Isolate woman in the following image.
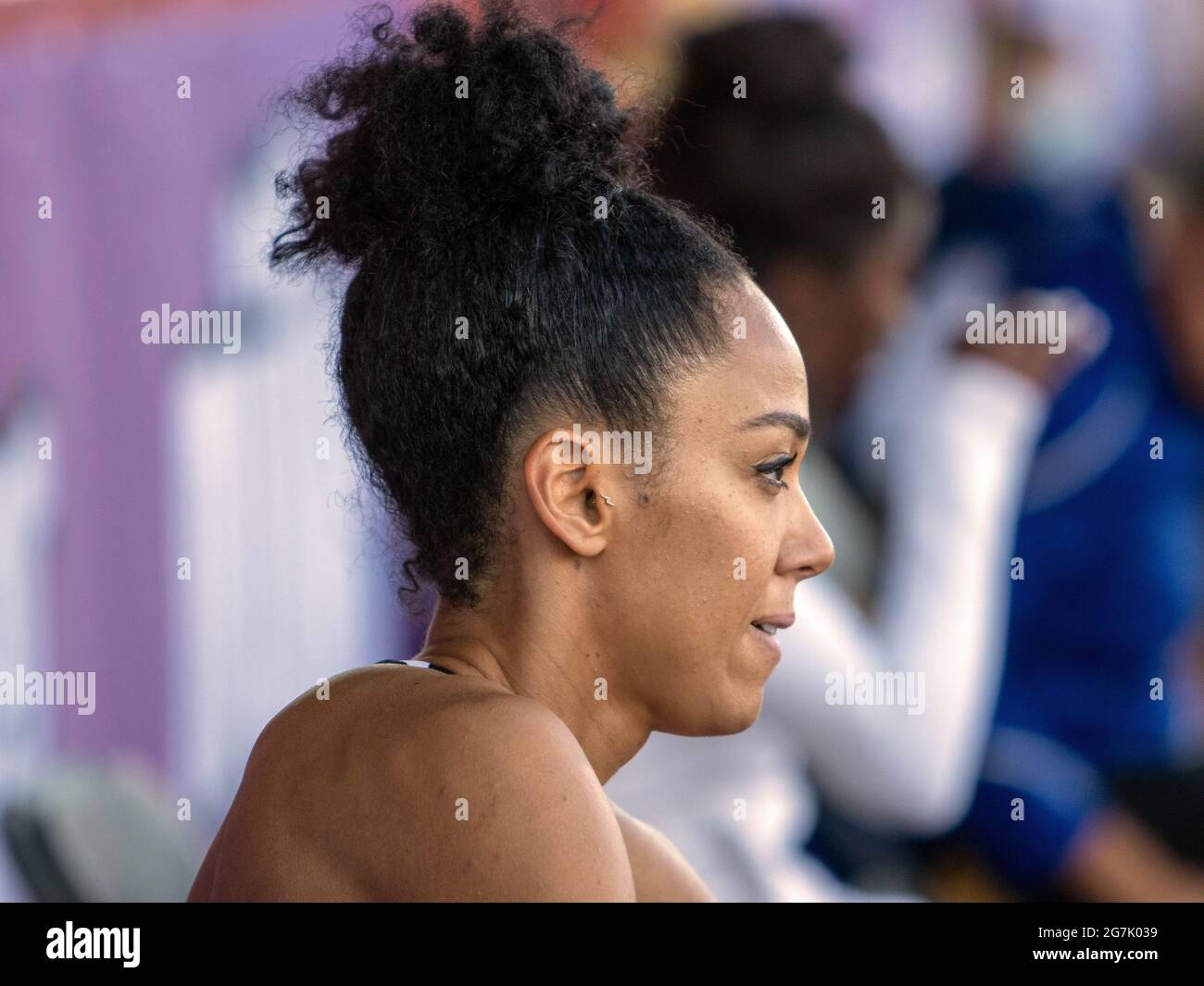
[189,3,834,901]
☆ ☆ ☆
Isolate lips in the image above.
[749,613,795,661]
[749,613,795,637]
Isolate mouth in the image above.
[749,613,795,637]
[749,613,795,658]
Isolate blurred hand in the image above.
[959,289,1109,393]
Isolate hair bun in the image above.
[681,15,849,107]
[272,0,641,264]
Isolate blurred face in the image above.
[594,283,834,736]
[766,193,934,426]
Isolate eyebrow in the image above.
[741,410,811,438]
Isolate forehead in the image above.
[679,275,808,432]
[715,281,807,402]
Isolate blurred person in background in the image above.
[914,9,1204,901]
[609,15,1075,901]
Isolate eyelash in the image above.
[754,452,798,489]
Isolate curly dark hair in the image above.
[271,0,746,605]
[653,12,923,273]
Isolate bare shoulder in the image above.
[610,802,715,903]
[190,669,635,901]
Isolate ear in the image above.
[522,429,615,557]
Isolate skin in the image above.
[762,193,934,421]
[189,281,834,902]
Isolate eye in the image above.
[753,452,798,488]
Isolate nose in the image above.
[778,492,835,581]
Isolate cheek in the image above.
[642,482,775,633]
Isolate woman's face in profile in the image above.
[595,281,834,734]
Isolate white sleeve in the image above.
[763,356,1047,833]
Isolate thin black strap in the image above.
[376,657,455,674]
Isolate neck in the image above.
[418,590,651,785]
☆ ☆ ☆
Set task: Reproduce the entries above verbatim, beginning at the line containing "Isolate eyebrow in the image above." and stopping after the line containing "[189,281,834,902]".

Exercise result:
Isolate eyebrow in the image above.
[741,410,811,438]
Isolate forehead in the image above.
[679,275,808,432]
[715,281,807,402]
Isolate blurred person in background in the image above.
[914,9,1204,901]
[609,15,1075,901]
Isolate eyelash in the image above.
[754,452,798,489]
Isolate curly dark hair in the image above.
[271,0,746,605]
[653,12,923,273]
Isolate bare shoulder in the image above.
[610,802,715,903]
[190,669,635,901]
Isolate ear in the image above.
[522,429,615,557]
Isolate skin in the image above.
[762,193,934,421]
[189,281,834,902]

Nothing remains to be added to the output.